## Task item
Give back each record precisely, pictures excluded.

Supplied entries: Begin

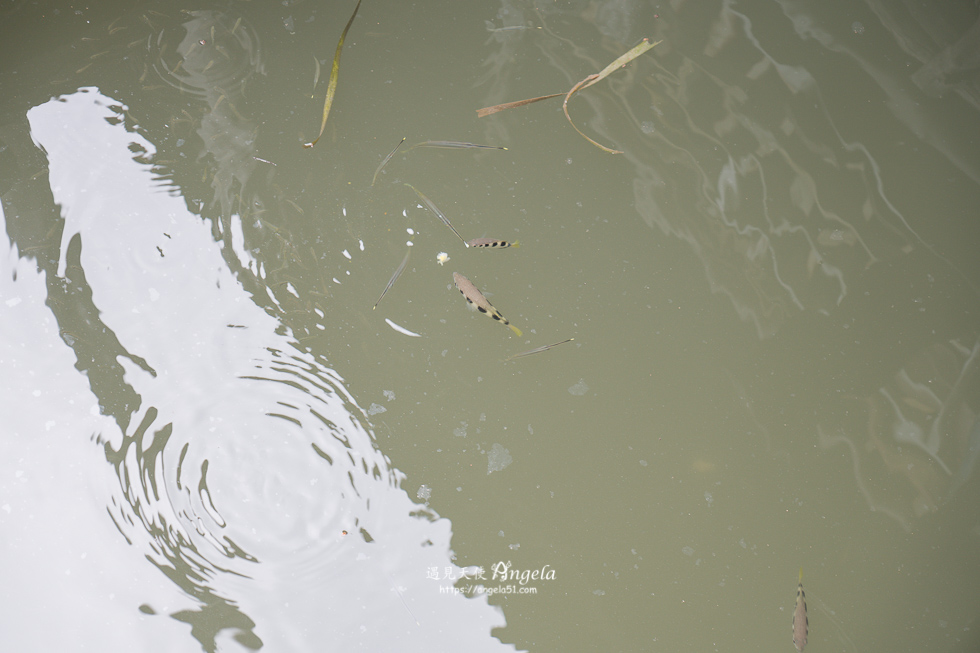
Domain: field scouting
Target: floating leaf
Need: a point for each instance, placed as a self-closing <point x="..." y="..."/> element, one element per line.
<point x="332" y="86"/>
<point x="593" y="79"/>
<point x="458" y="145"/>
<point x="486" y="111"/>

Supplied entries: End

## Task response
Domain: field scouting
Target: floating leaf
Need: a point for each instance, placed as a self-closing <point x="..." y="..."/> element, one element per line.
<point x="332" y="86"/>
<point x="593" y="79"/>
<point x="458" y="145"/>
<point x="486" y="111"/>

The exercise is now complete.